Record excerpts —
=== Begin Enclosure ===

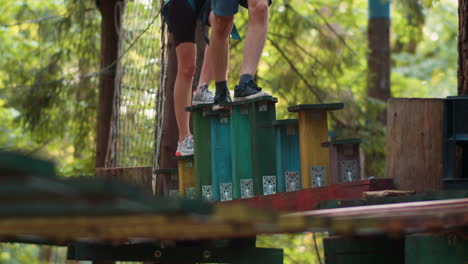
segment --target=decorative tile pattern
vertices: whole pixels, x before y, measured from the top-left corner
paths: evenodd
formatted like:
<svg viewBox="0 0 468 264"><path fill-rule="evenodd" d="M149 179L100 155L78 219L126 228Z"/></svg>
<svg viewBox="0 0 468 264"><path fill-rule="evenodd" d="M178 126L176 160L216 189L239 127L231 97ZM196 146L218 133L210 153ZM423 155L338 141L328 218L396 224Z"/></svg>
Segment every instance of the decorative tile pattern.
<svg viewBox="0 0 468 264"><path fill-rule="evenodd" d="M276 176L263 176L263 195L276 193Z"/></svg>
<svg viewBox="0 0 468 264"><path fill-rule="evenodd" d="M325 166L313 166L310 168L310 182L312 187L322 187L325 185Z"/></svg>
<svg viewBox="0 0 468 264"><path fill-rule="evenodd" d="M195 194L195 188L186 188L185 198L195 200L197 198L197 195Z"/></svg>
<svg viewBox="0 0 468 264"><path fill-rule="evenodd" d="M177 198L179 197L179 190L169 190L168 196L170 198Z"/></svg>
<svg viewBox="0 0 468 264"><path fill-rule="evenodd" d="M232 200L232 183L221 183L219 185L219 197L221 197L221 201Z"/></svg>
<svg viewBox="0 0 468 264"><path fill-rule="evenodd" d="M240 180L241 198L253 197L253 180Z"/></svg>
<svg viewBox="0 0 468 264"><path fill-rule="evenodd" d="M298 171L287 171L286 177L286 191L294 192L298 191L301 187L301 177L299 177Z"/></svg>
<svg viewBox="0 0 468 264"><path fill-rule="evenodd" d="M259 112L266 112L266 111L268 111L268 104L266 104L266 103L259 103L259 104L258 104L258 111L259 111Z"/></svg>
<svg viewBox="0 0 468 264"><path fill-rule="evenodd" d="M202 185L202 196L203 196L203 200L212 202L213 201L213 186Z"/></svg>
<svg viewBox="0 0 468 264"><path fill-rule="evenodd" d="M357 160L342 160L340 165L342 182L352 182L359 180Z"/></svg>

=== End Enclosure ===

Task instructions —
Beginning with the line containing "paths: evenodd" and ending with the line containing "126L176 160L216 189L239", extract those lines exactly from the listing above, and only those.

Response below —
paths: evenodd
formatted like:
<svg viewBox="0 0 468 264"><path fill-rule="evenodd" d="M149 179L100 155L78 219L126 228Z"/></svg>
<svg viewBox="0 0 468 264"><path fill-rule="evenodd" d="M178 126L176 160L216 189L239 127L231 97ZM196 146L218 133L210 153ZM423 155L338 141L328 218L396 224Z"/></svg>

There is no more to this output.